[Source data]

==========

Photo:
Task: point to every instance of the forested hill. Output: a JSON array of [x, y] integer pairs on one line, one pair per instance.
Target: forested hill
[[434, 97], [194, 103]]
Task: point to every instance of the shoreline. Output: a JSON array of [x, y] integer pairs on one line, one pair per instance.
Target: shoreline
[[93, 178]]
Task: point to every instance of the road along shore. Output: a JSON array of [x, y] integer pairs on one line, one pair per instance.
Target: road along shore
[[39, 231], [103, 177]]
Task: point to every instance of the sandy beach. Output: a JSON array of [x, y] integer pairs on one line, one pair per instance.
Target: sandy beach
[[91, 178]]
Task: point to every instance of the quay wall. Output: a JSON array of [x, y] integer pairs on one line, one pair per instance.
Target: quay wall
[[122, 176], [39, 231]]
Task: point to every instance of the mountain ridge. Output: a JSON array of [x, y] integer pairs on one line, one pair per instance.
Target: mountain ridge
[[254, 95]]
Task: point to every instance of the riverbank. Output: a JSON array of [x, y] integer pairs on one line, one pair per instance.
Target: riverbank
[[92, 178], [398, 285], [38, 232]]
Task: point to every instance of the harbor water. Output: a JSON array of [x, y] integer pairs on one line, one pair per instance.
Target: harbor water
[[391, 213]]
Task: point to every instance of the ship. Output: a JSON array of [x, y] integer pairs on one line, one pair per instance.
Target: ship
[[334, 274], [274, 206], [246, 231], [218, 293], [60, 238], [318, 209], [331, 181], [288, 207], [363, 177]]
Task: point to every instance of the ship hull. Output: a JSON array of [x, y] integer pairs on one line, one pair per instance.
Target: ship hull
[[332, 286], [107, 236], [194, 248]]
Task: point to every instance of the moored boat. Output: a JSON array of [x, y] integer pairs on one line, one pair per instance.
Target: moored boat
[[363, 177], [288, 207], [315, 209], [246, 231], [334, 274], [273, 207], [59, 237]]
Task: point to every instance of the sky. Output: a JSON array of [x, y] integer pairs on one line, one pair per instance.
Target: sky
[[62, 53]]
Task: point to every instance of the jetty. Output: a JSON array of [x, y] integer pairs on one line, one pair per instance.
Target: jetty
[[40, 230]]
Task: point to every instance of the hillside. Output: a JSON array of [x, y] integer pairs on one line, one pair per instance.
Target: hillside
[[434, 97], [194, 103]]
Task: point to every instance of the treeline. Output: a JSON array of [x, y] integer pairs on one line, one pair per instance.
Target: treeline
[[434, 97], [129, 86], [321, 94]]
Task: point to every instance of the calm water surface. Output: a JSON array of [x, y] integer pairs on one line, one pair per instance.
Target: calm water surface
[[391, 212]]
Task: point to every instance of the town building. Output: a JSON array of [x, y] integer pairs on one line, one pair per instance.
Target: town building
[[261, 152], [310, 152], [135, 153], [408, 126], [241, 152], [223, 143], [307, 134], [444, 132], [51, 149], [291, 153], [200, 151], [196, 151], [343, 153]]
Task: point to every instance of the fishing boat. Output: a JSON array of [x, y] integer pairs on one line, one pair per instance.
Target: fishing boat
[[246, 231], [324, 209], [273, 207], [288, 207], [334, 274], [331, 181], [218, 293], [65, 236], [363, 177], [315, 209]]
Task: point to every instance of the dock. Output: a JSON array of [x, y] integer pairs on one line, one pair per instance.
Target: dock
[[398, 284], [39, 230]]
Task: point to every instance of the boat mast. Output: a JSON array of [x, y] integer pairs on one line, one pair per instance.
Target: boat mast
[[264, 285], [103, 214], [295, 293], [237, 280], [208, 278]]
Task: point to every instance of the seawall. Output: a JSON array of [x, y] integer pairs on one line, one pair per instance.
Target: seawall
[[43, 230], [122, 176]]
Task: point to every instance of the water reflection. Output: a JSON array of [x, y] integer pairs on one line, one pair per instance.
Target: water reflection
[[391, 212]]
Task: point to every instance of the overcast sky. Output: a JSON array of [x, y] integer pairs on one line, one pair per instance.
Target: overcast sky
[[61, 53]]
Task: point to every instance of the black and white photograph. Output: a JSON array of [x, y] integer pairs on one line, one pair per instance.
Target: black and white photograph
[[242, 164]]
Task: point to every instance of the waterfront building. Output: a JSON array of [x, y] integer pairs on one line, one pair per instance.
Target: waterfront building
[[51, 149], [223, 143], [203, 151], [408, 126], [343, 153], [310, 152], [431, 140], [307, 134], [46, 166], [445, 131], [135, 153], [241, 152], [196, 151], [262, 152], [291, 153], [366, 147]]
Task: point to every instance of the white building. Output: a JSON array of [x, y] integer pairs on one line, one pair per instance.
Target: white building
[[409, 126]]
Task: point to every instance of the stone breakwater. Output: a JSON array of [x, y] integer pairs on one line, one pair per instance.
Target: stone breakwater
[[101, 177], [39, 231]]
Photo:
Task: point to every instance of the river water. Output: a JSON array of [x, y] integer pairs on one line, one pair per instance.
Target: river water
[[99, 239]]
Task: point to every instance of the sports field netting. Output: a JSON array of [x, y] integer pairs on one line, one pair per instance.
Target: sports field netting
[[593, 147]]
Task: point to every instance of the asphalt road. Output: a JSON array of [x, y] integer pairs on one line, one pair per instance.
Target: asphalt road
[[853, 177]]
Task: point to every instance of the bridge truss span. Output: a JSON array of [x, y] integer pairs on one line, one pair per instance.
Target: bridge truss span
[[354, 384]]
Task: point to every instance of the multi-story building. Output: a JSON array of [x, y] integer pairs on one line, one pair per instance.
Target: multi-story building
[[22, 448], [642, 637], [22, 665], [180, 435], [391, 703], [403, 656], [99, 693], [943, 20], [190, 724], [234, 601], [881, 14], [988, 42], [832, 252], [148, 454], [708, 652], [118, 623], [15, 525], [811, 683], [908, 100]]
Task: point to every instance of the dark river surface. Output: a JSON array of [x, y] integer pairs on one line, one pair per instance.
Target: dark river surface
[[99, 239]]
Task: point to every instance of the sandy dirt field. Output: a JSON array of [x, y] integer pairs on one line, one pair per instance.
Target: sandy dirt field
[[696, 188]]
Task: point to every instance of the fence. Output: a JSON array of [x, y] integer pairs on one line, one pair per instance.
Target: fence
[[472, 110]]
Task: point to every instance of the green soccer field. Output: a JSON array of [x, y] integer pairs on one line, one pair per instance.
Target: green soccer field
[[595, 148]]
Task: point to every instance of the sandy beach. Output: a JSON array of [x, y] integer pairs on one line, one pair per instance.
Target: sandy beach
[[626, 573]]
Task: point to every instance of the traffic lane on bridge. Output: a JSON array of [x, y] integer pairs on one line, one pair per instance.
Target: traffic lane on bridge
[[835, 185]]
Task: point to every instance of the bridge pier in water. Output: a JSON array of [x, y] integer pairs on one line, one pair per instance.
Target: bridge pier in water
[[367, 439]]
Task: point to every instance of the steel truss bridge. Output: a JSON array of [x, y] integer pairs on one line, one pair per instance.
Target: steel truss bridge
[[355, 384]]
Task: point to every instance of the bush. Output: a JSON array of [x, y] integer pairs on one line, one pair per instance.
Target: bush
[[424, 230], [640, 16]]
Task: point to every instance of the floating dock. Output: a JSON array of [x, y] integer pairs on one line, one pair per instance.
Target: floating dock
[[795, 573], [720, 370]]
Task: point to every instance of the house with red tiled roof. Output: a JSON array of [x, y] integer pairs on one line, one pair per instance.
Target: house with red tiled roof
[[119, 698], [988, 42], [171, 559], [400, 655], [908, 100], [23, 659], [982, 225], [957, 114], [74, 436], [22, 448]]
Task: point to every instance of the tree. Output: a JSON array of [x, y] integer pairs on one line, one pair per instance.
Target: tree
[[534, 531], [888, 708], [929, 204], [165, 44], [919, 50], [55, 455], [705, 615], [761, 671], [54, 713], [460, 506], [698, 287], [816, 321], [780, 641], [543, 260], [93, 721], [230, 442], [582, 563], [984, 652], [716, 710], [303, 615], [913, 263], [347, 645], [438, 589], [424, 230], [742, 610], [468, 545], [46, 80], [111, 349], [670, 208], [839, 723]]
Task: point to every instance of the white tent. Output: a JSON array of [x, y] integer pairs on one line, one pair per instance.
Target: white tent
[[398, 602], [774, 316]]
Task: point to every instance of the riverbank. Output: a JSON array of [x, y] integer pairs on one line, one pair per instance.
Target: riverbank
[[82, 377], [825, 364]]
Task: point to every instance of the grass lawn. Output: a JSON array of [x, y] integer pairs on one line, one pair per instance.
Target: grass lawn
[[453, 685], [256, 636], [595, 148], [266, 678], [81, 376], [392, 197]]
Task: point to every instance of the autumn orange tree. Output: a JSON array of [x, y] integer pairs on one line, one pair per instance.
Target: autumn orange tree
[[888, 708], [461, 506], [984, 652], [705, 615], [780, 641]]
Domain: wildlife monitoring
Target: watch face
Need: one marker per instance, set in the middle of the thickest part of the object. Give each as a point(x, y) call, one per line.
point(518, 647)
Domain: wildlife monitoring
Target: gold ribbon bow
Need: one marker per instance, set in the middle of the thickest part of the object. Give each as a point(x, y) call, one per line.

==========

§ **Your task**
Starting with the line that contains "Task: point to every instance of the treeline." and going on through the line that contains "[[434, 97], [129, 86], [321, 94]]", write those entries out again with "treeline" replaced by "tree line" and everything else unchanged.

§ **Written solution**
Task: point to every instance of the tree line. Output: a JSON array of [x, y] integer pairs on one line, one pair per instance.
Target: tree line
[[434, 97], [129, 86], [321, 94]]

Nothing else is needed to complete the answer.